* _EXTRACT TO READ_

▽

So you made the big decision to buy a ferret. Trust me, they are loads of fun. Ferrets are like having a three year old that never grows up. But before you let that little ball of fur run around to get to know his new surroundings, there are some steps you need to take to ensure that your ferret is safe while playing and exploring. This article will discuss tips on ferret proofing your home, so that when your ferret is in play mode, he or she will remain safe.
When you bring your ferret home for the first time, you want to make sure you set up the cage. This cage will be your ferrets sanctuary when the ferret needs some downtime, or when you will be away from the home. REMEMBER, ferrets cannot be left along caged for long periods of time as discussed in a previous article. After you have the cage properly set up, food and water in place, You are now ready to ferret proof.
FLOORS AND FURNITURE
First place to start is your floors. Make sure everything small is picked up off the floors. Ferrets have an instinct to hoard everything they can get in their mouth. Some objects are not so good for them to have because ferrets swallow objects that could virtually get stuck in their intestinal tract, because ferrets cannot pass items through their intestinal tract like humans or other animals.

△

* _ACTIVITIES_
A – Translate this sentence from the ferret-proofing article into Spanish: "Ferrets have an instinct to hoard everything they can get in their mouth."
B – Pick up the article on ferret-proofing a home after its last sentence and keep writing it.

* _DATA RECORDS_

▽

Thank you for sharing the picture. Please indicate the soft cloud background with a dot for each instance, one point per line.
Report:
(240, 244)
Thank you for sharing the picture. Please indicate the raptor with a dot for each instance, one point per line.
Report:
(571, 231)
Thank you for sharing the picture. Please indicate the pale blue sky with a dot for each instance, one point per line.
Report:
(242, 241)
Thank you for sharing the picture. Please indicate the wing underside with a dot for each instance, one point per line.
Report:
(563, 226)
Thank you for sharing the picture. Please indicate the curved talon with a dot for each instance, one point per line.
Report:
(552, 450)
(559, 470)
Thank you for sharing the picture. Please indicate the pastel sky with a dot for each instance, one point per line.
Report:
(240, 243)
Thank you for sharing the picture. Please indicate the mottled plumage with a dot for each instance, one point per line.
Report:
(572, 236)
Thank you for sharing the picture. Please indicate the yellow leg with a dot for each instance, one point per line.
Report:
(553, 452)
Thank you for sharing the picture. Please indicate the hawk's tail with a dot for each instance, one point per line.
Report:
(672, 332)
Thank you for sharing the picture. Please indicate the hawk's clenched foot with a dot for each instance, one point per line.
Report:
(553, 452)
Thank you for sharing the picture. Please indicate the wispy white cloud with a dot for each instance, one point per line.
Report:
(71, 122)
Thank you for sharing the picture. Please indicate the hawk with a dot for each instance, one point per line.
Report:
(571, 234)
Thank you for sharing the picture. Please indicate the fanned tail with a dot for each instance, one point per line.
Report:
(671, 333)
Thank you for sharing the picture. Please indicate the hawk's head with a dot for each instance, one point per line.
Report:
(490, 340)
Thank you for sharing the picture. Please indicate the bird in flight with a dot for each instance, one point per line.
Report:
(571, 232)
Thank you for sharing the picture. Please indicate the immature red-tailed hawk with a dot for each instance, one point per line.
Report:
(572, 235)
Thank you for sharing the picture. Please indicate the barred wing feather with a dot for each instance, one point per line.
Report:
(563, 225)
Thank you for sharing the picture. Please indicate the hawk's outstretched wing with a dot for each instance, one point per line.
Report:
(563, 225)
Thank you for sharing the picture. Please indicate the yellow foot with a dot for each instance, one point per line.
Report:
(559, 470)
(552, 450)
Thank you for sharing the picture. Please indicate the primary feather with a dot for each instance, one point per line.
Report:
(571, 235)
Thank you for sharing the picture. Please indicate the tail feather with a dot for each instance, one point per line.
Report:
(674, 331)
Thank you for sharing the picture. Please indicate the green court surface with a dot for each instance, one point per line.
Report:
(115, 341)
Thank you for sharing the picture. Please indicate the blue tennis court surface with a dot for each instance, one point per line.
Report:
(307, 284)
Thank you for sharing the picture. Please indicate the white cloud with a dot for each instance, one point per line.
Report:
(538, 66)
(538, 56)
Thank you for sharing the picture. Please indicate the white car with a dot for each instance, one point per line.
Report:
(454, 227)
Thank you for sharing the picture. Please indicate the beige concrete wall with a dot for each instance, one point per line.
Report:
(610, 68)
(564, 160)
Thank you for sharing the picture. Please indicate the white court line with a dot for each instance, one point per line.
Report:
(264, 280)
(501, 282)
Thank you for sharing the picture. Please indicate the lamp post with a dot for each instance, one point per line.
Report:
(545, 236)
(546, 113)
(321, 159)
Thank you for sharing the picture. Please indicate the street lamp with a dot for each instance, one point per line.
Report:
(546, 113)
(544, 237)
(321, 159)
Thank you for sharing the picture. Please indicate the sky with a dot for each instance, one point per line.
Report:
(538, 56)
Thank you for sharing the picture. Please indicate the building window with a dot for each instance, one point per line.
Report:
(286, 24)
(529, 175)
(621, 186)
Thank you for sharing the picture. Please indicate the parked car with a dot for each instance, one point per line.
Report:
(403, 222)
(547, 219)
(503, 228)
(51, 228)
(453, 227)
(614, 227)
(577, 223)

△

* _EXPECTED RESPONSES_
A – Los hurones tienen el instinto de acaparar todo lo que puedan meterse en la boca.

B –
This quickly turns into an emergency surgery situation. Once all your floors are clear of any objects, pull your furniture out and repeat the process. Vacuum the furniture also because small objects get lodged in the crevices furniture on a regular basis.
ESSENTIAL FERRET PROOFING ITEMS
Every ferret owner should have a few simple tools and items on hand for quick ferret proofing fix-up. These items are cheap, as well as easy to find at any department or hardware store.
Stiff Cardboard -for blocking off small holes
Duct tape – to secure the cardboard
Thin flat wood-to use under doors with a large gap at the bottom
Towels- to temporarily block off doors with a large gap at the bottom
WALLS AND CLOSETS
Ferrets love to explore closets for hours and hours. The only problem with closets is that they can be damaged by piled up boxes, debris Etc. Walls that have holes pose a threat to ferrets because ferrets have an amazing talent at getting into very tight spaces. Some sources state that ferrets (particularly females) can fit through a 1-inch by 1-inch hole.
The rule of thumb is this: If a ferret can fit their head through, he or she can probably fit his body through. This is where the cardboard and tape come in. If it’s not a visible hole in the wall (For instance a hole that plumbing goes through, or a wear and tear hole in a closet Etc.) This is where the duct tape and cardboard come in. Just cut the cardboard to fit, and then duct tape the cardboard all the way across the cardboard,
So the hole is completely sealed.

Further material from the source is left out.